- _Problem details_
Locate the line containing "Target: couch armrest" in the data below. Reproduce it and every following line up to the end, exactly as given.

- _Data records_
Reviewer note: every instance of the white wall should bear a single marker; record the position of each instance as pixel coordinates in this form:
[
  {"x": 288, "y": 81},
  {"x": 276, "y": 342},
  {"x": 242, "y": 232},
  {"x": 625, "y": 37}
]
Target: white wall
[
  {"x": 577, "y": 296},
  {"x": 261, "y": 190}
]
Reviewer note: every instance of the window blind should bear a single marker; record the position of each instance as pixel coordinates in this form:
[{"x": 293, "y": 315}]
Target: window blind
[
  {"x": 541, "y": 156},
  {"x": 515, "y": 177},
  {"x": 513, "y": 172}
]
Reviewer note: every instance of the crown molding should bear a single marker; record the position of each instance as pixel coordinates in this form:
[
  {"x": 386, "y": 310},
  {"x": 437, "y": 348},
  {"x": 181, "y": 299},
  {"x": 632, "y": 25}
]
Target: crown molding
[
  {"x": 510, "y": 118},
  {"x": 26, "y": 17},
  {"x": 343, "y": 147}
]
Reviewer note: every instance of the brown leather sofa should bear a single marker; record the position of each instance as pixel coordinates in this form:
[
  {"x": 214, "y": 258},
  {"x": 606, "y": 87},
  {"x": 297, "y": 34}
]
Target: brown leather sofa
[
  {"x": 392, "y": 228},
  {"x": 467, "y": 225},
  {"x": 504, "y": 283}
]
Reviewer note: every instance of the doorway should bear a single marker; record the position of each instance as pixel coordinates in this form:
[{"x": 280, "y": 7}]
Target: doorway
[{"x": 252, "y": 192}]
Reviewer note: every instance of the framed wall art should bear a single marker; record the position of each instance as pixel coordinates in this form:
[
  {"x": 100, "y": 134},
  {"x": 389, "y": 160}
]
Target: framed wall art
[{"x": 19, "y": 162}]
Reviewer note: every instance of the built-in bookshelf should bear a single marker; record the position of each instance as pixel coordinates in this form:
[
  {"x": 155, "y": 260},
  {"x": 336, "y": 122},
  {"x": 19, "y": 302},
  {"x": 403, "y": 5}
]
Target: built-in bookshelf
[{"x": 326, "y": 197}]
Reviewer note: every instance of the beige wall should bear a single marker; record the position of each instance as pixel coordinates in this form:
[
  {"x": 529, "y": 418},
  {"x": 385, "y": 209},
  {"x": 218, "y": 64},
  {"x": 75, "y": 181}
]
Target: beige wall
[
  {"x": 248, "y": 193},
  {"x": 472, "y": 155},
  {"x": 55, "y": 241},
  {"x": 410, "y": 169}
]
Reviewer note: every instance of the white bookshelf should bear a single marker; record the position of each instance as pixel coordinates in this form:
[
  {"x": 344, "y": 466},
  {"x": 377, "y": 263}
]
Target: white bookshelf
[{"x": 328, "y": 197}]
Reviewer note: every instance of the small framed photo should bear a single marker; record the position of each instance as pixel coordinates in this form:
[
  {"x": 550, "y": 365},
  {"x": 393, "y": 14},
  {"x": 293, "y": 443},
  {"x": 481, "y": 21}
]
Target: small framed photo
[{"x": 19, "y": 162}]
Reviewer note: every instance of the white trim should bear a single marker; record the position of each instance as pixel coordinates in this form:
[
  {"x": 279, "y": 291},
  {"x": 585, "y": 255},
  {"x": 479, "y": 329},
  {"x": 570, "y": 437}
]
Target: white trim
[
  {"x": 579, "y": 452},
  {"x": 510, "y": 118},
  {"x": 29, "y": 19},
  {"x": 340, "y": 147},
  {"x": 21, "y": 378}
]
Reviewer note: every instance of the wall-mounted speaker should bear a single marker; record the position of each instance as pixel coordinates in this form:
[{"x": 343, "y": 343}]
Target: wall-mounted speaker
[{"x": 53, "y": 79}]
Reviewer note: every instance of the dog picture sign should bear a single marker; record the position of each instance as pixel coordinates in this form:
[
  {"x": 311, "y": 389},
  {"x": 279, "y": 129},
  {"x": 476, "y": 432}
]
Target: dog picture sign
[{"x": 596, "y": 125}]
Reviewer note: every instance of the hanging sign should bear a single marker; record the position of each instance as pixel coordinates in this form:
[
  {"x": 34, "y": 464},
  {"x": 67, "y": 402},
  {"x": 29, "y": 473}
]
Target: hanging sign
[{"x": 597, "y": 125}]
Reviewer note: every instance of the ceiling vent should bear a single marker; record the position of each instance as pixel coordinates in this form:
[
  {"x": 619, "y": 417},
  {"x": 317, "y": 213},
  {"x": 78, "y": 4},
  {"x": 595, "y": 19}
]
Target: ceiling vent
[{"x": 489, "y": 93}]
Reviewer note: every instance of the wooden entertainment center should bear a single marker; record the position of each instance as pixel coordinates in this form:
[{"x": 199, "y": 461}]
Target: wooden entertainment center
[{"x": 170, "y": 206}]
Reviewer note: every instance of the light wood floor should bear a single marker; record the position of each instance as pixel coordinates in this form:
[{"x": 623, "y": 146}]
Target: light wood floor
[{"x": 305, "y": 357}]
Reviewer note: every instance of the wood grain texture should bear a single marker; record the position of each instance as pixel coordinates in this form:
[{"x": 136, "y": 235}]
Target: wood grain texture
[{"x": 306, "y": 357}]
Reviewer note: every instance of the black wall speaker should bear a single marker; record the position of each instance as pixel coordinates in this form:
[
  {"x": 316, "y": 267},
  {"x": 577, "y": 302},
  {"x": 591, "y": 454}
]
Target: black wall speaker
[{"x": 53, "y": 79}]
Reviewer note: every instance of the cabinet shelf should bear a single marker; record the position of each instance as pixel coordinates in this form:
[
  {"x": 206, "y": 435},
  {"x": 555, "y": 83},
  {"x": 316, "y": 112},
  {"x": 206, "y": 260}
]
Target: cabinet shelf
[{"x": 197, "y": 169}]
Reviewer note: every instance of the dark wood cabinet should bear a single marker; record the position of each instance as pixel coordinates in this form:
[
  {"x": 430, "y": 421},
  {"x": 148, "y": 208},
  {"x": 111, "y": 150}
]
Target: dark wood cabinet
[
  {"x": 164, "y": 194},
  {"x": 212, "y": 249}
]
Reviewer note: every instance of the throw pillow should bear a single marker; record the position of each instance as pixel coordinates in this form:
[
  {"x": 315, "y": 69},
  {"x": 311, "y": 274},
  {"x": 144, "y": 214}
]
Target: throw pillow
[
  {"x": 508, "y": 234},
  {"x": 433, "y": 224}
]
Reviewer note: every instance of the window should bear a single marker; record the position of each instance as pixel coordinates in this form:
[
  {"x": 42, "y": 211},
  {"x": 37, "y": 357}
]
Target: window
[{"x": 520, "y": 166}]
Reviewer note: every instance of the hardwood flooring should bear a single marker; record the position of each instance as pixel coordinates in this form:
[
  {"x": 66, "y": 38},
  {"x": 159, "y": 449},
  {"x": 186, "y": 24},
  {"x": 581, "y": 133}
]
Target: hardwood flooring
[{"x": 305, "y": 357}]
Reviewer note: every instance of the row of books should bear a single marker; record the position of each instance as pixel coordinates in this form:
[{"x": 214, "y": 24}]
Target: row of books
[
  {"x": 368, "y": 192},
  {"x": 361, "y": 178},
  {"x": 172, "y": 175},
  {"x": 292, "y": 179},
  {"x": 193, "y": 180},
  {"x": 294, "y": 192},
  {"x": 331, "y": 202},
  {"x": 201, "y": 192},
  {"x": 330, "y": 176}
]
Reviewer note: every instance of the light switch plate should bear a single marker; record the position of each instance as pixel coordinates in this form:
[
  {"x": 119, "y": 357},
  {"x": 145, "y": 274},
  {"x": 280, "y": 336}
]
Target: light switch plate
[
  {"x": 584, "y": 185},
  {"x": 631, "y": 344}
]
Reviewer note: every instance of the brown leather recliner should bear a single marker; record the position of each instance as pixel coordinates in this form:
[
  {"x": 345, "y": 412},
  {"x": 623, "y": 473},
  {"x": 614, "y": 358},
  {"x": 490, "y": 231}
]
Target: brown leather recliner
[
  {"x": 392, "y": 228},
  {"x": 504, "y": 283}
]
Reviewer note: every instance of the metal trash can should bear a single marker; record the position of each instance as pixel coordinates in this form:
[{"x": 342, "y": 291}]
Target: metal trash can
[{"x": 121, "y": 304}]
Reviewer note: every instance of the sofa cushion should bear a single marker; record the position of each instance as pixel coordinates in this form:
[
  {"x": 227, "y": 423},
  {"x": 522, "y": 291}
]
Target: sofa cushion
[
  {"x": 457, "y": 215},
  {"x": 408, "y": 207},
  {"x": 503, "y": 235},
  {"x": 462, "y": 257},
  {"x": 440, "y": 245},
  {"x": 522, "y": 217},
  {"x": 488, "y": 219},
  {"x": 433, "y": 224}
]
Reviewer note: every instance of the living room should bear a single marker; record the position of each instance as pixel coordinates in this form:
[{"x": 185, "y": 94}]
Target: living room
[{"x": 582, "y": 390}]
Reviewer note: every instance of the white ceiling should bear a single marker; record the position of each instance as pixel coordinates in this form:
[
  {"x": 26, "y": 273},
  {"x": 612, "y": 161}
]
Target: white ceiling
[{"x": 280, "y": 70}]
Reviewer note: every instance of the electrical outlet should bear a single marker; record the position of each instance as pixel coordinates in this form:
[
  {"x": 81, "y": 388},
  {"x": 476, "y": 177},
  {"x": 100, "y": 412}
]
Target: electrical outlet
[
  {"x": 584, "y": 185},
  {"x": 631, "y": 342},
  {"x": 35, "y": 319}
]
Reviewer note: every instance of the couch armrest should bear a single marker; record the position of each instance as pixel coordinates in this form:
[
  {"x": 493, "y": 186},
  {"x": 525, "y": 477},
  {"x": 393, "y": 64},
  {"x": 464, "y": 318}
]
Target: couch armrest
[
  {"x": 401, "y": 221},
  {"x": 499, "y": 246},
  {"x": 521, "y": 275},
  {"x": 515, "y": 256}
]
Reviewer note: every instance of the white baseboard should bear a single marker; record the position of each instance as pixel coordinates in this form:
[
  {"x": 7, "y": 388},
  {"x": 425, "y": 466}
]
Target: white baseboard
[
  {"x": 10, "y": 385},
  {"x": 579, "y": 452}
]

- _Output for this task_
Target: couch armrest
[
  {"x": 401, "y": 221},
  {"x": 499, "y": 246},
  {"x": 521, "y": 275},
  {"x": 515, "y": 256}
]
Reviewer note: every instance of the white baseboard should bear a single marker; record the position of each instance as pixel coordinates in this form:
[
  {"x": 7, "y": 388},
  {"x": 425, "y": 466}
]
Target: white baseboard
[
  {"x": 10, "y": 385},
  {"x": 579, "y": 452}
]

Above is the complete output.